Job 1 -
In the Syrian conflict passage, on what date did Hillary Clinton say the Syrian National Council could no longer be seen as leading the opposition?
Job 2 -
Pick up the Syrian conflict passage after its final sentence and keep writing.

Text segment -
■ ■ ■ ■
Public order is breaking down in rebel-held areas of Syria, with widespread looting, crime running rampant and rebel factions fighting among themselves, according to refugees escaping to Lebanon. The refugees painted a bleak picture of mounting violence and lawlessness as civilians scramble to overcome shortages of food, water and fuel. The looting and infighting among rebel units is adding to the misery of civilians who managed to survive during two years of civil war.
The conflict continues to be waged by both Government forces and anti-Government armed groups with insufficient respect for the protection of the civilian population, in clear violation of international humanitarian law. The Government continues its indiscriminate shelling and aerial bombardment of civilian areas, while in several instances anti-Government armed groups have located military objectives within or near densely populated areas.
On October 31, 2012 US Secretary of State Hillary Clinton said that the Syrian National Council can no longer be seen as leading the opposition to embattled Syrian President Bashar al-Assad. The United States had grown increasingly frustrated by the SNC's failure to include more opposition leaders inside Syria, its personality-driven leadership struggles, and its inability to attract a broad cross-section of Syrians, particularly minority Alawite and Kurds. "This can not be an opposition represented by people who have many good attributes but have, in many instances, not been in Syria for 20, 30, 40 years," said Clinton. "There has to be a representation of those who are on the front lines fighting and dying today to obtain their freedom." Washington hoped new rebel leaders would emerge from a November meeting of Assad opponents in Doha.
■ ■ ■ ■
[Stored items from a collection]
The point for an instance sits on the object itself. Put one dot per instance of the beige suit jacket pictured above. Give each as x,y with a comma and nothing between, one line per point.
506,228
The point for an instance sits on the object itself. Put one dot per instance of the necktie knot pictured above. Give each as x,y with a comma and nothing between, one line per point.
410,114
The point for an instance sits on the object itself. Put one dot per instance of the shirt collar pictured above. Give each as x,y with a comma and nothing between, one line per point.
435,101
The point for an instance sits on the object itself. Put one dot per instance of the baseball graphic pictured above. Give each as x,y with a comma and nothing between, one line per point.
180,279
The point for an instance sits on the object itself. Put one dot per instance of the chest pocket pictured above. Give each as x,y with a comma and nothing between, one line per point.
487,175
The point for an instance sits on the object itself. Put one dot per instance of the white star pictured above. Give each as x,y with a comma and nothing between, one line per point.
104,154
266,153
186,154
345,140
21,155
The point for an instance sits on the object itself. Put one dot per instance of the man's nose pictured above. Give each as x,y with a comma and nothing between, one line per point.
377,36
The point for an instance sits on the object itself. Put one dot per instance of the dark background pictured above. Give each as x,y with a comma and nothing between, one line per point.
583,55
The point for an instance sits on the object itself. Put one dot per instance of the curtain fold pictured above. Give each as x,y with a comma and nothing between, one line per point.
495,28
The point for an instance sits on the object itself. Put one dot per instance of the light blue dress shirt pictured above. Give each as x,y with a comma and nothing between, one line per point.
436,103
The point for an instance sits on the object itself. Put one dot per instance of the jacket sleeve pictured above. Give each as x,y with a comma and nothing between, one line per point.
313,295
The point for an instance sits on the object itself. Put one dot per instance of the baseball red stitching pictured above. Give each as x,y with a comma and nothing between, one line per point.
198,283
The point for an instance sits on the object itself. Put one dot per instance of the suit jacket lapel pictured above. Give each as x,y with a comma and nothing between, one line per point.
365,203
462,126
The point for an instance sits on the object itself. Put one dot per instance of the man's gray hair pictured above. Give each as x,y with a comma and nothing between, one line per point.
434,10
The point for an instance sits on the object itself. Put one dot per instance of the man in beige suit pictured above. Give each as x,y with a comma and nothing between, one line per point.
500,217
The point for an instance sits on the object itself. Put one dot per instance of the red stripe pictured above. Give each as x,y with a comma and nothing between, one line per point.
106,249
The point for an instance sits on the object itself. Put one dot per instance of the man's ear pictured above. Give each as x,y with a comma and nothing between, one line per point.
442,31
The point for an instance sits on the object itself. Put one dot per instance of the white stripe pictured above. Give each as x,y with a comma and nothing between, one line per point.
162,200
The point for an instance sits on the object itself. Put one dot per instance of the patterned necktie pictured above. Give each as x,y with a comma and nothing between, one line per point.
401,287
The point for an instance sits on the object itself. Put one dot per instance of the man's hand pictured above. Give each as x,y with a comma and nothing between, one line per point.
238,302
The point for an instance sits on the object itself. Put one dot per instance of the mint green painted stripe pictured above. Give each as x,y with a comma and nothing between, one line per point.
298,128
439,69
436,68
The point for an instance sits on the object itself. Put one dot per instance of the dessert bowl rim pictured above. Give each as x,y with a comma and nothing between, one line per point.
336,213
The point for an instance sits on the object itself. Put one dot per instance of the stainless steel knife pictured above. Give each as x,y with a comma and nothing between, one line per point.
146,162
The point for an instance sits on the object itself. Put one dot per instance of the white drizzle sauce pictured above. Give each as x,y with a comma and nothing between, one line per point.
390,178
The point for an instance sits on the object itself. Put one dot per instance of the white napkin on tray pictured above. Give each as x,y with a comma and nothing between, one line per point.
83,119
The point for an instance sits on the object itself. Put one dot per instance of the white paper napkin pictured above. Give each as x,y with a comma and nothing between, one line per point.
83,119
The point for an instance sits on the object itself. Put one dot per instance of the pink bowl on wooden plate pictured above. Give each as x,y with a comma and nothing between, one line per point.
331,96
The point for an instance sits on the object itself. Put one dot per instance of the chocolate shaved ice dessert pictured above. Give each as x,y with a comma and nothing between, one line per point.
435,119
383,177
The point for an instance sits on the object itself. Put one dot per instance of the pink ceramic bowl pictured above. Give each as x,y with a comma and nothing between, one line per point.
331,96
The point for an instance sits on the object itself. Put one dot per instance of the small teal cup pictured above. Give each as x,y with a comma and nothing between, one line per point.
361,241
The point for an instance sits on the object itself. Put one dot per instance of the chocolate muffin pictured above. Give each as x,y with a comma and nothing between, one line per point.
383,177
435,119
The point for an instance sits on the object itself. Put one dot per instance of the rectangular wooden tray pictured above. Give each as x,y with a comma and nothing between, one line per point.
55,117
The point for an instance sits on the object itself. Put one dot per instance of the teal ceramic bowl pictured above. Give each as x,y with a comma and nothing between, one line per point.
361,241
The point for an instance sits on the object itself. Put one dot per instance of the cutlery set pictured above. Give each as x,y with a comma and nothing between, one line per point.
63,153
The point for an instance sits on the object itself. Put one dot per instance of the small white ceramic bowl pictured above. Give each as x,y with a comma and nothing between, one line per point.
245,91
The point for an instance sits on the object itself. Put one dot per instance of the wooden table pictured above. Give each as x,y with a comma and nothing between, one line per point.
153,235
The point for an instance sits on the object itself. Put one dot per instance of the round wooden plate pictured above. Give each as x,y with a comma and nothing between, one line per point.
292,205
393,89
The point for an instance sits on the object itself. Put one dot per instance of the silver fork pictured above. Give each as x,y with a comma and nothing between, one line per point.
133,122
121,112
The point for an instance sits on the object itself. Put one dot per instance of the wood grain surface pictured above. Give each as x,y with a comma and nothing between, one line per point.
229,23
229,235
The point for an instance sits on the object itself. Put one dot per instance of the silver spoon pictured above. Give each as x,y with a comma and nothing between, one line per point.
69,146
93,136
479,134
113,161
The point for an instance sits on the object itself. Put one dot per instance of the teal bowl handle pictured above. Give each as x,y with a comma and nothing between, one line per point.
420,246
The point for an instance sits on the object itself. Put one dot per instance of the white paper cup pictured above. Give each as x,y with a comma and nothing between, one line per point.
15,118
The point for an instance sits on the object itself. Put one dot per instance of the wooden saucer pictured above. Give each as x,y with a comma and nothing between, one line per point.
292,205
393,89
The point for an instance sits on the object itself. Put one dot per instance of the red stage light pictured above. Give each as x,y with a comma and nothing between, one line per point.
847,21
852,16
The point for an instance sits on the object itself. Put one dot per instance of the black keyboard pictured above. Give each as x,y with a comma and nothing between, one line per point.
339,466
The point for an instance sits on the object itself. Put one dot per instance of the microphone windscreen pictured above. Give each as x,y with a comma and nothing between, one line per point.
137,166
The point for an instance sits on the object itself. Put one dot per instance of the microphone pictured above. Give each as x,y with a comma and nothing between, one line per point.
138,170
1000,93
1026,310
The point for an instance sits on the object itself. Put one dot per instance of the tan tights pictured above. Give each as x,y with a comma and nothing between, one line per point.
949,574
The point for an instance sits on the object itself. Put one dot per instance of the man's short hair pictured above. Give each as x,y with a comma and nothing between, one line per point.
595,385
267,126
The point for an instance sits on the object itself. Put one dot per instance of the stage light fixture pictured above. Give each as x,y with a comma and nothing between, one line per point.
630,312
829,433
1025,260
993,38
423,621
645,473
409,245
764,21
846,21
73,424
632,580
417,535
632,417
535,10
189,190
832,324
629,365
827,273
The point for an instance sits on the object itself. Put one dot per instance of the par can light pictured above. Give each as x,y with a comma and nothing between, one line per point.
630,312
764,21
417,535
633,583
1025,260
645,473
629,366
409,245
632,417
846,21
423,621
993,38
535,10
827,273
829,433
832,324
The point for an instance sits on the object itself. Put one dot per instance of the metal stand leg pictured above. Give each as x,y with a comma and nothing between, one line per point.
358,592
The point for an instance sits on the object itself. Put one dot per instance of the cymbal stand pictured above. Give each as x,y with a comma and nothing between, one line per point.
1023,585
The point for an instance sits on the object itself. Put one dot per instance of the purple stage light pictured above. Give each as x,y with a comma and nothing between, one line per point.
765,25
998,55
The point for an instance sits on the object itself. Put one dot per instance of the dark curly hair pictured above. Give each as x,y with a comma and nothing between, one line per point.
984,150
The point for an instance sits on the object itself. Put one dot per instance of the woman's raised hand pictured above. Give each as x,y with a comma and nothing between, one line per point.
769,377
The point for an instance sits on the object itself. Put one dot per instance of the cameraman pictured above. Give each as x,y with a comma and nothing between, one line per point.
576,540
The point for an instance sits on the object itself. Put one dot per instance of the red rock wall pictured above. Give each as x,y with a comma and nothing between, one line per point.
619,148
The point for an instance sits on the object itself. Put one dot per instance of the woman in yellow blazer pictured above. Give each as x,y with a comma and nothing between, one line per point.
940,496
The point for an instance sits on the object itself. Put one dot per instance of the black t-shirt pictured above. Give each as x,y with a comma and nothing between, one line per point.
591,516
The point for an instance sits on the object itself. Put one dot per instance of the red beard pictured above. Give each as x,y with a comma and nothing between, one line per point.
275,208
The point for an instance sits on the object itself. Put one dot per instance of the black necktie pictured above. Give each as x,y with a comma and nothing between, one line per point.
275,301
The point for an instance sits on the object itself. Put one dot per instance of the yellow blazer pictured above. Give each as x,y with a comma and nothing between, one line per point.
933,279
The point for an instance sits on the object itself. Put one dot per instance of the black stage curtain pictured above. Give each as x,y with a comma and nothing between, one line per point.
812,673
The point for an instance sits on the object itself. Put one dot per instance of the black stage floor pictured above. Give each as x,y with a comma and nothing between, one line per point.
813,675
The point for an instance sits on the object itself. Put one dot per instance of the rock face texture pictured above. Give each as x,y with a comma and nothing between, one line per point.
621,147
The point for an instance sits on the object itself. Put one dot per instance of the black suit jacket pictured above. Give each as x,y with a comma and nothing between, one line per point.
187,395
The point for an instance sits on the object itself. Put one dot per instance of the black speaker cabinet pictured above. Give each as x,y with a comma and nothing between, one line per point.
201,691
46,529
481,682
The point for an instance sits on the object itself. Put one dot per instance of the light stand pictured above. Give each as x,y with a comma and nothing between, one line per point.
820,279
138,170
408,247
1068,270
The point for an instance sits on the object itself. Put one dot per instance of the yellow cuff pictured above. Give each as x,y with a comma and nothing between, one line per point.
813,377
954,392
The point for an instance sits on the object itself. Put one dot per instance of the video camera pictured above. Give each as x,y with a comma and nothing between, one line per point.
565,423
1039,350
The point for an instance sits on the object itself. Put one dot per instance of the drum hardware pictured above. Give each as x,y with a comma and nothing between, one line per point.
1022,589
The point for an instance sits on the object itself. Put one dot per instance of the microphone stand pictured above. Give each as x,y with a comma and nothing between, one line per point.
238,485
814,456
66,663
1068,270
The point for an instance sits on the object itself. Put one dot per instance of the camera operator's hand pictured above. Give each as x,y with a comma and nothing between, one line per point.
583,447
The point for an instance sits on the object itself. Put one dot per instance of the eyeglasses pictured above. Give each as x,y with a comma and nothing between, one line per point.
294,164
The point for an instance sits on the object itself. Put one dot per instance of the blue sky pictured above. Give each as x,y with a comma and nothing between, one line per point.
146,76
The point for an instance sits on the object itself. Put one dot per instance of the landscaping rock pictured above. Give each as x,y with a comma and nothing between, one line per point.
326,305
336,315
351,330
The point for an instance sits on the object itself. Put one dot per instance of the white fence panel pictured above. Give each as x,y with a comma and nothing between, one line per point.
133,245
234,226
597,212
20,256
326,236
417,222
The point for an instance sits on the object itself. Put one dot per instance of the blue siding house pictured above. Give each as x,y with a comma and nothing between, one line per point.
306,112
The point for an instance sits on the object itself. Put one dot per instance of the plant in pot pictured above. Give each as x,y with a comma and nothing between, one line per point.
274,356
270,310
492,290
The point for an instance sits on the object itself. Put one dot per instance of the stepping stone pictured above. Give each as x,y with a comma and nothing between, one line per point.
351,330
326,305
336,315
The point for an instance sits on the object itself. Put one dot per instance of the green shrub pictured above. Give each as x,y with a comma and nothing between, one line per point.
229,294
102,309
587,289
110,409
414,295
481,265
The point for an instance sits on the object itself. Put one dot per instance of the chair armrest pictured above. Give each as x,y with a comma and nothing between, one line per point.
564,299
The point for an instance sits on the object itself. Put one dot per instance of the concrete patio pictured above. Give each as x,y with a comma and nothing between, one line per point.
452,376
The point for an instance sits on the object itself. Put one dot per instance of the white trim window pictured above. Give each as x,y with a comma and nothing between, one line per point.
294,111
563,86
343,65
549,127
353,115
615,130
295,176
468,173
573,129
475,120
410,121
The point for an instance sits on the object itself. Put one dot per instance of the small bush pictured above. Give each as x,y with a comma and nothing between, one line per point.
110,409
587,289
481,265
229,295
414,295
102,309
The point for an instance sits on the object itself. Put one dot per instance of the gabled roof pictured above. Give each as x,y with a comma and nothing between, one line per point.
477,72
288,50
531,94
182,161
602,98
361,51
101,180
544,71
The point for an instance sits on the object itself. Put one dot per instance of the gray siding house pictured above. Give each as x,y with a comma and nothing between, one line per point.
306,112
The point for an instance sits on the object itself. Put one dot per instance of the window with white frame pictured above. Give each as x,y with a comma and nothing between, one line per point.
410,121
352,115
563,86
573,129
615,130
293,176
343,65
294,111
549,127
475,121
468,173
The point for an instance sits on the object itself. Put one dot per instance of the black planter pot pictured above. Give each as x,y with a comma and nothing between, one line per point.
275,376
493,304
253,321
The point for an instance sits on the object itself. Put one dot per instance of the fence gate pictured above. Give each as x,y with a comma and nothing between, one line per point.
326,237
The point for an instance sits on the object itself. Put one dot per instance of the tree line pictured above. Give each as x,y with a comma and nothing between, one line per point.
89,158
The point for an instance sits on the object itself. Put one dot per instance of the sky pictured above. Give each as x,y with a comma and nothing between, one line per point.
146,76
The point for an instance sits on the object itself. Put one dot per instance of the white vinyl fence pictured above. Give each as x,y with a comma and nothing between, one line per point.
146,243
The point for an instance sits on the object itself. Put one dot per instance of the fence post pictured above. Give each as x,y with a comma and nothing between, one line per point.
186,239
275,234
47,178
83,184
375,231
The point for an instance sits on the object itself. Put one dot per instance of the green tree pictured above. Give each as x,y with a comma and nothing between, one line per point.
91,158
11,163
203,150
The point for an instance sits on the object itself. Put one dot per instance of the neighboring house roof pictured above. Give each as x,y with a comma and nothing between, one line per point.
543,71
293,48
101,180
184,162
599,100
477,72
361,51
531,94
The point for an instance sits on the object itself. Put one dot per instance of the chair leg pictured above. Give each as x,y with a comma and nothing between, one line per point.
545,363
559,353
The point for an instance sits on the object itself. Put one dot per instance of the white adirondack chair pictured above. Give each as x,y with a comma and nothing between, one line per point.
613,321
■ ■ ■ ■
Written response 1 -
October 31, 2012

Written response 2 -
On 12 November 2012 the opposition movement restructured itself into the National Coalition Of Syrian Revolution and Opposition Forces to try to present a more united front to its Western and Arab backers. A number of Syrian opposition groups, including the Syrian National Council, created a new coalition that they hope would be recognized as the single representative of the broad anti-Assad movement. The Syrian opposition has been plagued by infighting since the start of the anti-Assad revolt in 2011. The opposition has been very disunited, not presenting a convincing front either to those fighting inside Syria or to the regional or international community which would want to help them.
The Arab League's decision on 25 March 2013 to recognize Syria's anti-government coalition as the legitimate representative of the Syrian people has boosted the opposition's international standing and opened the door to increasing an already substantial arms flow to rebel fighters.